Required work:
a – Answer these questions about the forum thread on fish dying after water changes:
(i) What size is the tank that the first post describes?
(ii) What share of the water did nachole09 change on the day of the second post?
(iii) Which water conditioner does Inga give as an example?
b – Extend the forum thread on fish dying after water changes by writing what comes next, starting right after its final post.

Reading text:

>>>

# Fish dying after water changes WHY!?



## nachole09 (Aug 10, 2010)

Everytime I change the water in my 40 gl tank... at least two or three fish die. I dont know what I am doing wrong. Does anyone know what i could be doing to cause this. I am putting the chlorine remover in it. Just dont understand. :-(


----------



## aunt kymmie (Jun 2, 2008)

Which water conditioner are you using, how much water are you changing out each time, and are you careful to match the new incoming water temperature with the current water temp in the tank?


----------



## kitten_penang (Mar 26, 2008)

what fish are you keeping anyway?


----------



## nachole09 (Aug 10, 2010)

I did about 50% of the water today, i usually do about 30% of the water... but havent done it a couple days, so i decided to do a bigger one today. I have 4 tetras, 3 rasboras, 1 molly, 2 platys, and 4 guppys, oh and a catfish. An albino one. I usually refill the tank with the water hose... so its usually about the same temp, maybe a tad less then the tank.


----------



## aunt kymmie (Jun 2, 2008)

What brand of water conditioner are you using?


----------



## Inga (Jun 8, 2010)

Is the hose hooked up to your sink or at least a faucet that you can adjust the water temps? If you are all of a sudden adding cold water to the tank that could be why your fish are dying on you. Their body's cannot adjust to temperature changes so fast like that.

Also, if you are not adding a water conditioner like Prime each and every time you do a water change, that could be killing your fish. The Ammonia, Chlorine in the water needs the conditioner to take it out.

<<<

Entries provided:
>>>

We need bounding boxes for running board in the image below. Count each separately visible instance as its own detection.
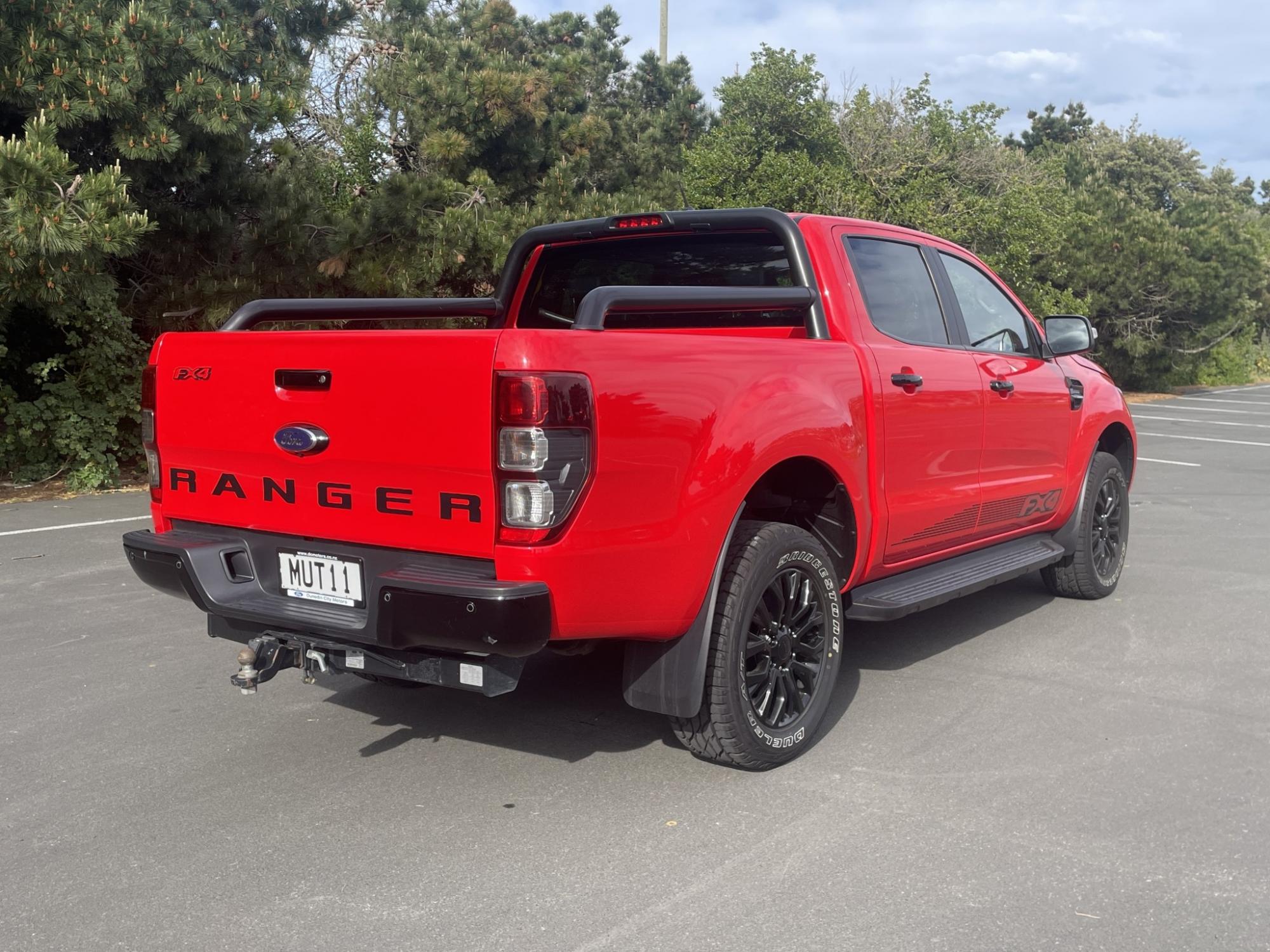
[847,536,1066,622]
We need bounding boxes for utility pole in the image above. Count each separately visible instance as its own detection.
[660,0,671,66]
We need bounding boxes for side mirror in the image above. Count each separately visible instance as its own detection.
[1045,314,1099,357]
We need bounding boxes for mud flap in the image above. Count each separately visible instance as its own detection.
[622,503,745,717]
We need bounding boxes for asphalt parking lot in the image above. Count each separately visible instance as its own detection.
[0,385,1270,952]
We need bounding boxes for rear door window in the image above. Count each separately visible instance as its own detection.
[516,231,805,330]
[845,237,949,344]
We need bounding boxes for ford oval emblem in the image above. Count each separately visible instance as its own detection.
[273,423,330,456]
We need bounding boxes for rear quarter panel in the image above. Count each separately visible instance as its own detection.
[495,329,865,638]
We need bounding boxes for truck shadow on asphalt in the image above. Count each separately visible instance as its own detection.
[318,576,1053,763]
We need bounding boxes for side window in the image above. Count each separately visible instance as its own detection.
[846,237,949,344]
[940,251,1036,354]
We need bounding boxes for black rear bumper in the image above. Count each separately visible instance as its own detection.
[123,523,551,658]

<<<

Results of the tasks:
a –
(i) 40 gallons
(ii) About 50%
(iii) Prime

b –
How many fish have you lost?


----------



## Byron (Mar 7, 2009)

All points raised by previous members are correct. The questions they posted need answering. But also, there can be an issue with pH (and less hardness). Do you know the pH of your tap water, and your tank (they may not be the same)?


----------



## nachole09 (Aug 10, 2010)

Its some thio that my dad made up, he has been using with his water changes, im just going to pick up some prime today. Not sure about the water hardness, my dad will be checking the ph in my tap water today. He said the same thing yesterday. Thanks for the help. No the water hose isnt able to hook up to the sink faucet, from now on ill just get it out of the faucet or tub and put into a bucket ive been using only for fish. Thanks everyone, ive lost about six fish in two days  Im taking my water in the tank to get checked today.


----------



## kitten_penang (Mar 26, 2008)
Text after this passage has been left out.